In the entries below, print exactly the lines from the first through the one with "of the rocky", both included, and none of the pictures.
─── Given records
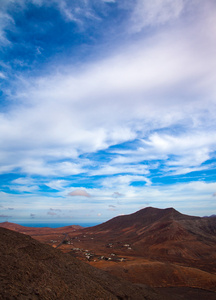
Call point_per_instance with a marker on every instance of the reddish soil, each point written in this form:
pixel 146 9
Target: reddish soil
pixel 157 247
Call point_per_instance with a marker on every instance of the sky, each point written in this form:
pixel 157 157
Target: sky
pixel 106 107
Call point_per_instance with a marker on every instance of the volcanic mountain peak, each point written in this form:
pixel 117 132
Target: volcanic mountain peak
pixel 31 270
pixel 142 218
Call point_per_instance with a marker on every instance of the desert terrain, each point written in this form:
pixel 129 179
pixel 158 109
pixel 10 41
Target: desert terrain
pixel 161 248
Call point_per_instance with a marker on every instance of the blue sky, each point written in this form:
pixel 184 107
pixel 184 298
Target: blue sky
pixel 106 107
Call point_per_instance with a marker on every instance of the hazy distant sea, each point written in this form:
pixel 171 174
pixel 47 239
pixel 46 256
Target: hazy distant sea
pixel 55 225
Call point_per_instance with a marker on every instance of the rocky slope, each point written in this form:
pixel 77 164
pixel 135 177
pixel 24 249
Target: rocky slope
pixel 31 270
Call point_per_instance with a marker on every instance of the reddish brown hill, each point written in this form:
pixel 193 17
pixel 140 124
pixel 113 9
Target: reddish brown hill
pixel 31 270
pixel 161 234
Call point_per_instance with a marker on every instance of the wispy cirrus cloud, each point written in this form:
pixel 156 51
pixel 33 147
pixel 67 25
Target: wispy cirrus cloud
pixel 79 192
pixel 120 115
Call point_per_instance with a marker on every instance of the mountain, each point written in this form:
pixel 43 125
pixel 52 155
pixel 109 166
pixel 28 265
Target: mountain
pixel 158 247
pixel 31 270
pixel 161 234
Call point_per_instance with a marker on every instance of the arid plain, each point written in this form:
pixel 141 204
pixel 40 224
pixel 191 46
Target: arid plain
pixel 161 248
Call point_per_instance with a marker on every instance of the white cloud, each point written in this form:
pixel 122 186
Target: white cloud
pixel 78 192
pixel 123 181
pixel 155 12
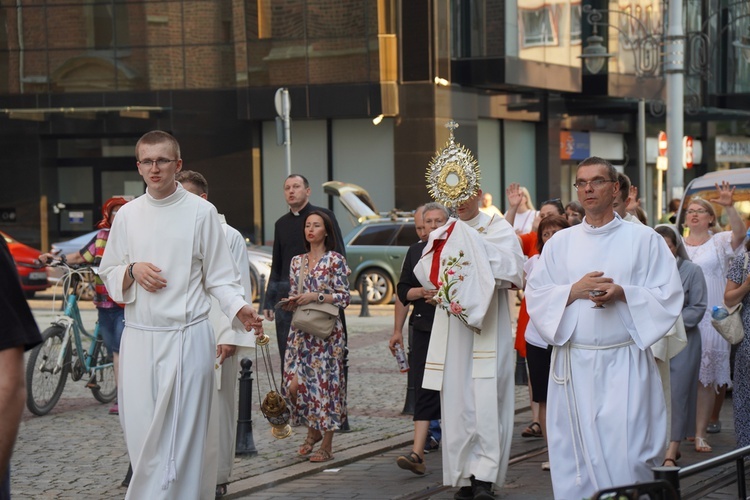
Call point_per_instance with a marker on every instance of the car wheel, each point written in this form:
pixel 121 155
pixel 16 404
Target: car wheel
pixel 379 286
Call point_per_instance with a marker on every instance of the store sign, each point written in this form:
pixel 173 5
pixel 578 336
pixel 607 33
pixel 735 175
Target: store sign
pixel 732 149
pixel 662 143
pixel 574 145
pixel 75 217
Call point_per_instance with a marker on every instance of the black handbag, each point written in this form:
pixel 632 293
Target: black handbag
pixel 316 319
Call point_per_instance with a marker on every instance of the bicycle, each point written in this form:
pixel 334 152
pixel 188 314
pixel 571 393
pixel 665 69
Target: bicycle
pixel 62 353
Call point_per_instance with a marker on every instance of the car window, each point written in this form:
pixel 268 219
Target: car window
pixel 407 236
pixel 380 234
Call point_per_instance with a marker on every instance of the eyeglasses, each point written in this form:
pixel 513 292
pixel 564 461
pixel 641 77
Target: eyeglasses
pixel 160 162
pixel 555 202
pixel 596 183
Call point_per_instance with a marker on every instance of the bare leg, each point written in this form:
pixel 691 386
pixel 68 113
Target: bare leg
pixel 718 403
pixel 706 398
pixel 116 363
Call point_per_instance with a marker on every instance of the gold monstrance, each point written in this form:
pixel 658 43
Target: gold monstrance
pixel 453 174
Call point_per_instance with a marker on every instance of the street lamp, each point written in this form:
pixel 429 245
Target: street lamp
pixel 668 52
pixel 594 55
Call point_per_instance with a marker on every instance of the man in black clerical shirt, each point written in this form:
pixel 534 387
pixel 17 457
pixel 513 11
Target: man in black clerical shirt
pixel 288 241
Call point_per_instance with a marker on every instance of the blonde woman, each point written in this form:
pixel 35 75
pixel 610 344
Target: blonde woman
pixel 711 248
pixel 525 212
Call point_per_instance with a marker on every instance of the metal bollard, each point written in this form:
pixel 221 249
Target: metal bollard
pixel 365 311
pixel 245 444
pixel 345 423
pixel 411 391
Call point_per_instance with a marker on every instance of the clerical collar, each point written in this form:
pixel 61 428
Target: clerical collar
pixel 297 214
pixel 178 194
pixel 616 221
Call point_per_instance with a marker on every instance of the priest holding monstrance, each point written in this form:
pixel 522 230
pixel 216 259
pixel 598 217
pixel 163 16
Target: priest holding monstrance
pixel 471 262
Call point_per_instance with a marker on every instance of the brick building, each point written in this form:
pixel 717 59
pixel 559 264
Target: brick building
pixel 81 80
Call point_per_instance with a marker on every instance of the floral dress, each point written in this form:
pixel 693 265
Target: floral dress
pixel 741 391
pixel 713 257
pixel 317 364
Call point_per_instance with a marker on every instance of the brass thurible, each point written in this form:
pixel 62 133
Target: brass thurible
pixel 273 406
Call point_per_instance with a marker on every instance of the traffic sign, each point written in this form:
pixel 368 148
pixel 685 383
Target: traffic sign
pixel 662 143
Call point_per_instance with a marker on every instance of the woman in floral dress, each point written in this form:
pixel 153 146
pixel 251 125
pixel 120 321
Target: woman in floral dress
pixel 711 248
pixel 314 386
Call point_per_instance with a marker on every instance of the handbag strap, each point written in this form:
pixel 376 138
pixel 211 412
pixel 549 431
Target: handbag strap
pixel 302 275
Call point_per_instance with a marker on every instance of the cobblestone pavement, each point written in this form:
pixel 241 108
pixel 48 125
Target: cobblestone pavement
pixel 77 450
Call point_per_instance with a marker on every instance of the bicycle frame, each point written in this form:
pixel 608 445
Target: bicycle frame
pixel 73 324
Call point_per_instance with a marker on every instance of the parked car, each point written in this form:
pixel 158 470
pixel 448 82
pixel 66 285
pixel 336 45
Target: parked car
pixel 705 187
pixel 32 273
pixel 376 247
pixel 259 257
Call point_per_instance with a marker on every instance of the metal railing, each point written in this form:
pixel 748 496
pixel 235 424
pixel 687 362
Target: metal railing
pixel 666 484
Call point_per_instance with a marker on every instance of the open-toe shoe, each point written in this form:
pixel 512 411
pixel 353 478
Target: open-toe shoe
pixel 701 445
pixel 321 455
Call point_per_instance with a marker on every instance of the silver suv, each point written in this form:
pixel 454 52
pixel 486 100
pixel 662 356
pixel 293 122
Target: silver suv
pixel 376 247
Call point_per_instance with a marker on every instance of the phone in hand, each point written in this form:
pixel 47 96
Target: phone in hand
pixel 280 304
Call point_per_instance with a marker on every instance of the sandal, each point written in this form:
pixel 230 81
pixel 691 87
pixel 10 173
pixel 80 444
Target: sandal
pixel 533 430
pixel 221 490
pixel 308 445
pixel 701 445
pixel 411 462
pixel 321 455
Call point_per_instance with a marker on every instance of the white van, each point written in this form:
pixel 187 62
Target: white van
pixel 705 187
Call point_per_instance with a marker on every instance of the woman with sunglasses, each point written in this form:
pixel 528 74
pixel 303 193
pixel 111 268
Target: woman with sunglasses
pixel 711 248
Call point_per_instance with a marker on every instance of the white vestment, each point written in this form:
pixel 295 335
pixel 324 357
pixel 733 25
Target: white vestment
pixel 168 350
pixel 230 333
pixel 606 418
pixel 470 358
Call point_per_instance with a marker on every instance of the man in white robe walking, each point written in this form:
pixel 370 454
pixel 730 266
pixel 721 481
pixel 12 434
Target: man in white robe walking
pixel 166 254
pixel 227 340
pixel 472 262
pixel 606 417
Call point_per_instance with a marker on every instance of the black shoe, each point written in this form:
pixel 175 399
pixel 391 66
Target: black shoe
pixel 483 490
pixel 464 493
pixel 126 482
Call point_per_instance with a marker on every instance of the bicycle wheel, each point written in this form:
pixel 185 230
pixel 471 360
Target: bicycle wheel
pixel 106 384
pixel 44 380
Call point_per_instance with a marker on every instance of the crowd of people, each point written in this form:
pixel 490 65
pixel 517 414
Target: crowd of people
pixel 623 362
pixel 599 292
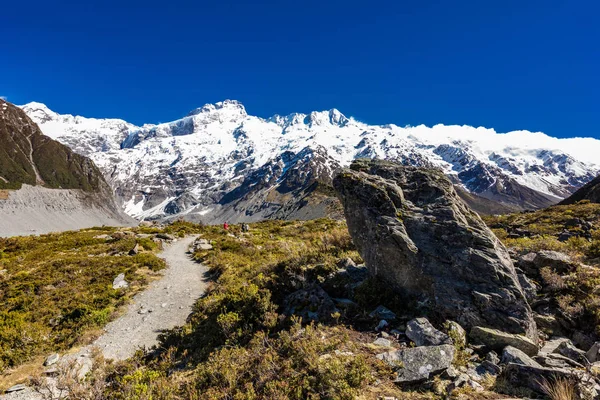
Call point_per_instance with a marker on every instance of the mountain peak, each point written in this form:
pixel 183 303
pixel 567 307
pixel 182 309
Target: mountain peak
pixel 232 106
pixel 39 111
──────
Result of the exercise.
Call point_per_instance with a marker on every instance of the reddish soil, each point written in this form:
pixel 146 9
Target: reddish soil
pixel 157 247
Call point_per_instance with a marker on every instance of the sky, each point written in this form:
pixel 157 157
Target: sky
pixel 106 107
Call point_per_instance with a marker on every instance of the volcanic mountain peak, each point written in this form:
pixel 117 132
Target: volcanic mountain peak
pixel 31 270
pixel 142 218
Call point_per_instance with a marker on every instance of the desert terrain, each point written in this form:
pixel 129 179
pixel 158 109
pixel 10 41
Target: desert terrain
pixel 161 248
Call point_per_instance with a marker on every instance of the blue sky, each point written in this form:
pixel 184 107
pixel 184 298
Target: blue sky
pixel 106 107
Call point_per_instance with a marker on every instance of the hazy distant sea, each point written in this form:
pixel 171 174
pixel 47 239
pixel 46 256
Target: hazy distant sea
pixel 55 225
Call point_per_instance with a marker on every instance of the rocky slope, each point written in this form:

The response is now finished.